** BEGIN Task inputs **
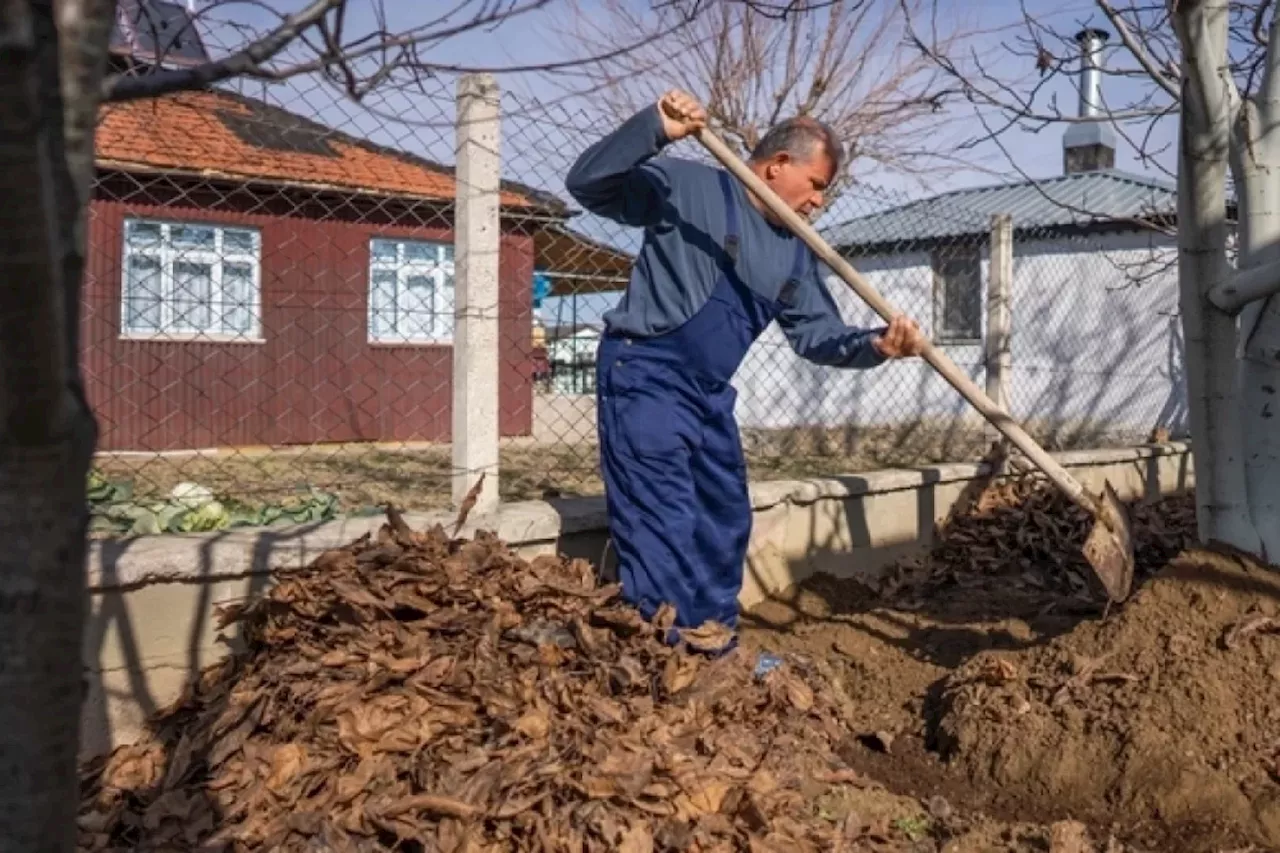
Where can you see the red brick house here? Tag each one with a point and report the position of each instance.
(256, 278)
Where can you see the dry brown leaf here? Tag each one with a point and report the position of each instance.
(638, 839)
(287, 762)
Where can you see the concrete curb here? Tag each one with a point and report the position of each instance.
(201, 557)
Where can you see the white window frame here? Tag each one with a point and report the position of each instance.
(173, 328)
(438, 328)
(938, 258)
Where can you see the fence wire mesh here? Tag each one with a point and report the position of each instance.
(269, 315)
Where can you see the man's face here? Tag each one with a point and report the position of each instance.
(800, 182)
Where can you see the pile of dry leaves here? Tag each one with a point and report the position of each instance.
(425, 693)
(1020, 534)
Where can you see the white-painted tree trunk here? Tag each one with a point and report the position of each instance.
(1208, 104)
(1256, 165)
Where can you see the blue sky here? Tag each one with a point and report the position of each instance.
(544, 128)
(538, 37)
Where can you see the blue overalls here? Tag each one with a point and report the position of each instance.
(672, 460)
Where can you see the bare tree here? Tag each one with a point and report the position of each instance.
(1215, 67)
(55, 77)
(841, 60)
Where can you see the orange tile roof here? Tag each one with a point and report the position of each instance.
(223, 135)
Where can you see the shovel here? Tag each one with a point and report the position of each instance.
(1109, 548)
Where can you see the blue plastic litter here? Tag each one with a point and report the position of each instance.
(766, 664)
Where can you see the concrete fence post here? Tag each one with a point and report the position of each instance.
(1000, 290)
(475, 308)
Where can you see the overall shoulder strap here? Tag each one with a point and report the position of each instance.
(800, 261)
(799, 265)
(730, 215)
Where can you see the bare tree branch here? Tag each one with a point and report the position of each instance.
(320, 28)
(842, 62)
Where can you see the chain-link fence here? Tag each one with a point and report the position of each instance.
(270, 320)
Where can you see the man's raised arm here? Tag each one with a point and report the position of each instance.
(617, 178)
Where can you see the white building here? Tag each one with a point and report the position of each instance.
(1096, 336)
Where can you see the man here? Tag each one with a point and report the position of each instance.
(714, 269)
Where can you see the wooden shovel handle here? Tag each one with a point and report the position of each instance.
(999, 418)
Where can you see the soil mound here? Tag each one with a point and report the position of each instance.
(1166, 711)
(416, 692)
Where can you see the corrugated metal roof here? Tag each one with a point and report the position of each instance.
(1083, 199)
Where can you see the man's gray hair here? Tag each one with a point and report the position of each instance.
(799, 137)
** END Task inputs **
** BEGIN Task inputs **
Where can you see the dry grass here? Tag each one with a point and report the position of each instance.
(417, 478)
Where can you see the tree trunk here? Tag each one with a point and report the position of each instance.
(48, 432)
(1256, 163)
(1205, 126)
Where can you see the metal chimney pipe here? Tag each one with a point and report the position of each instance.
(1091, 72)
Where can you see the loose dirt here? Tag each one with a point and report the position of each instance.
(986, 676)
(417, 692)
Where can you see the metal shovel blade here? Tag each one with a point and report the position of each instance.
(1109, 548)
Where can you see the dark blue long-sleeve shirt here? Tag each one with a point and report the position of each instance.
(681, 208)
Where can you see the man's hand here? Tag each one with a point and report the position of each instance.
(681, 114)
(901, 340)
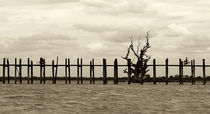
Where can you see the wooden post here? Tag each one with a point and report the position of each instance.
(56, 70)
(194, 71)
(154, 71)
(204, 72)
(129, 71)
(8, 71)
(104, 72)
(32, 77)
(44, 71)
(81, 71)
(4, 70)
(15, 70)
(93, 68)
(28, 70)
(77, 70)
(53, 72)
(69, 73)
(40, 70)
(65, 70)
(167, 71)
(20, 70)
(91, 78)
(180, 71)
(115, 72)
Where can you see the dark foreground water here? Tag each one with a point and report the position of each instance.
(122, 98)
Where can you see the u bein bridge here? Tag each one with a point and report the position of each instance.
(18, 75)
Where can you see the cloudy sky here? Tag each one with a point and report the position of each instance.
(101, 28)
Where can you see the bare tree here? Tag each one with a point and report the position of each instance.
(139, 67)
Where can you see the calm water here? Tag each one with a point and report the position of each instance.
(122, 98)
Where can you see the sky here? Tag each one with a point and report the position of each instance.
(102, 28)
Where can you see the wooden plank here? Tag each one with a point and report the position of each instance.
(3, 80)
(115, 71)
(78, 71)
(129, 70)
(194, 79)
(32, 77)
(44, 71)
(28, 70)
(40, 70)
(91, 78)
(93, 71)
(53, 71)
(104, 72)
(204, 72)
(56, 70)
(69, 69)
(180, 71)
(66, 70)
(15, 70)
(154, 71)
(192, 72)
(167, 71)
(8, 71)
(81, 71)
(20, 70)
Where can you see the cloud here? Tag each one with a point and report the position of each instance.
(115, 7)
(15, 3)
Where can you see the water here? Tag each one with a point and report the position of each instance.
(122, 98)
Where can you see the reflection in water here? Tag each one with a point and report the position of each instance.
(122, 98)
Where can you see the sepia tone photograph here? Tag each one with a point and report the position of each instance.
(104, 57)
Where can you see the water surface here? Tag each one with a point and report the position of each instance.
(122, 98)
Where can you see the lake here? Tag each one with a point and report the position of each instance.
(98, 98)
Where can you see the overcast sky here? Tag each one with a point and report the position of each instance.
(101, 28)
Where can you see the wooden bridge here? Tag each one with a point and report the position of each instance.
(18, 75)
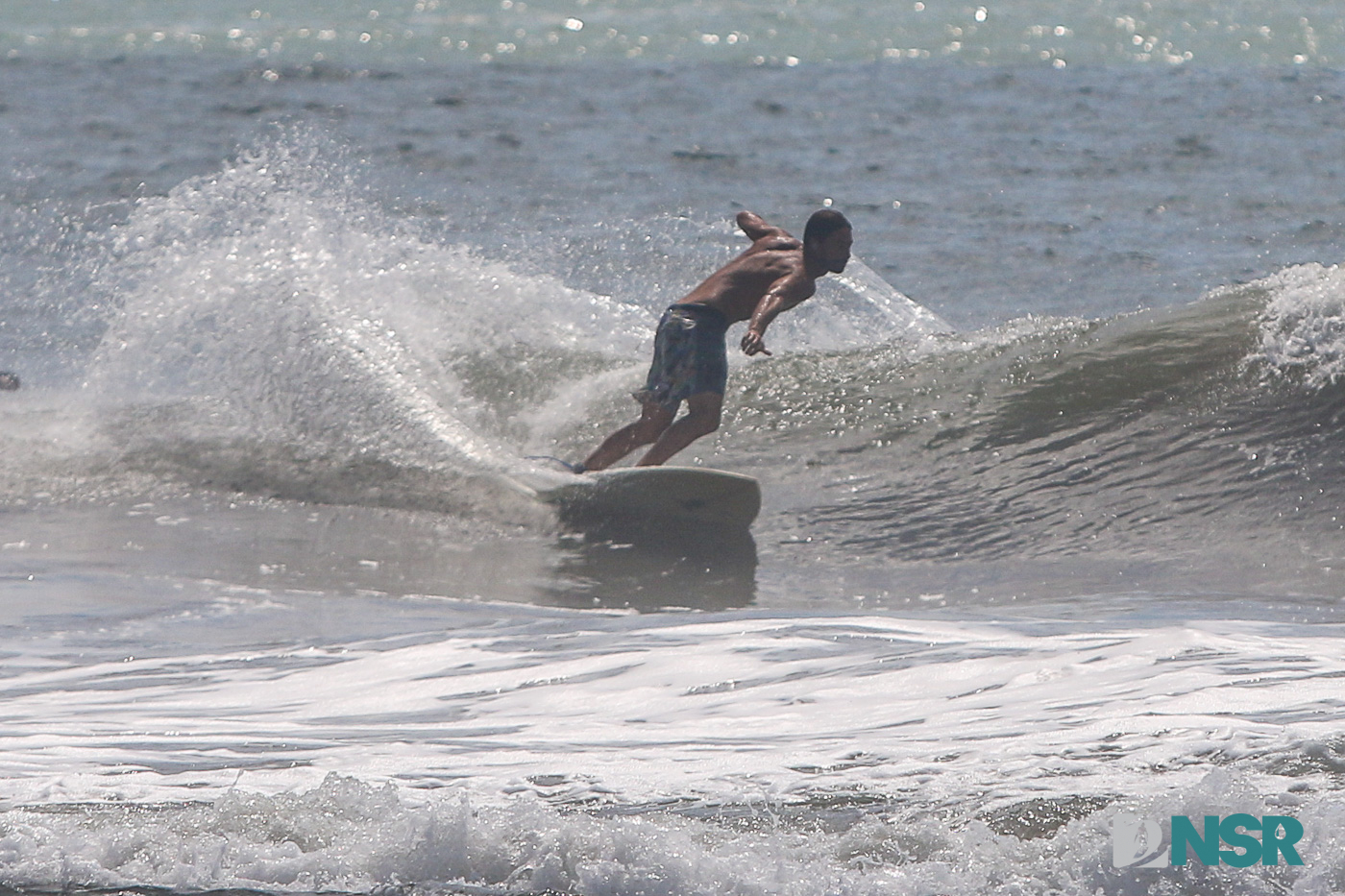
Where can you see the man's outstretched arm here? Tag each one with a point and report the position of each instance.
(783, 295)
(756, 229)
** END Task inputs **
Stated task | Can you reproduce the material word for word, everything from the line containing "Where can you see the man's face" down to the line containing "(1096, 336)", both of those lines included?

Result for this task |
Where can you see the man's face here? Tag each one with a point and report the position of each instance.
(800, 182)
Where can you see the pile of dry leaves here? Tag each one with a point and report the position of each instance.
(425, 693)
(1020, 534)
Where can you see the white-painted tree trunk here? Tag each one with a point and report the position of each instance.
(1208, 104)
(1256, 165)
Where can you see the blue sky here? Tag each one with a point and report the position of each instance.
(544, 128)
(538, 37)
Where can you see the blue overalls here? Tag each one with a point and report the position of each instance.
(672, 460)
Where can you see the bare tree here? Tag each one with a point and report the position of each instance.
(1215, 67)
(55, 77)
(841, 60)
Where can you see the orange tile roof here? Tag each one with a point and report the position of each instance.
(223, 135)
Where can you see the shovel here? Tag each one with a point and report the position of each instance.
(1109, 548)
Where can you see the blue plastic litter here? Tag each one with a point and report the position of each instance.
(766, 664)
Where can you see the concrete fence post here? Tag each one with a point and report the position of each instance.
(1000, 290)
(475, 308)
Where can you see the overall shoulder strap here? Tag each one with a point and report the position of each instance.
(800, 261)
(799, 265)
(730, 215)
Where can you see the bare tree branch here? Tag each one with a point and report the position of each instance.
(320, 28)
(842, 62)
Where can you see the chain-link fence here? Tag each one with a point and report the position of each instance.
(270, 320)
Where can you see the man's raised arm here? Tag each one with a point and report the position of each instance.
(617, 178)
Where can you see the white building here? Tag each one with a point and report the position of each instance.
(1096, 336)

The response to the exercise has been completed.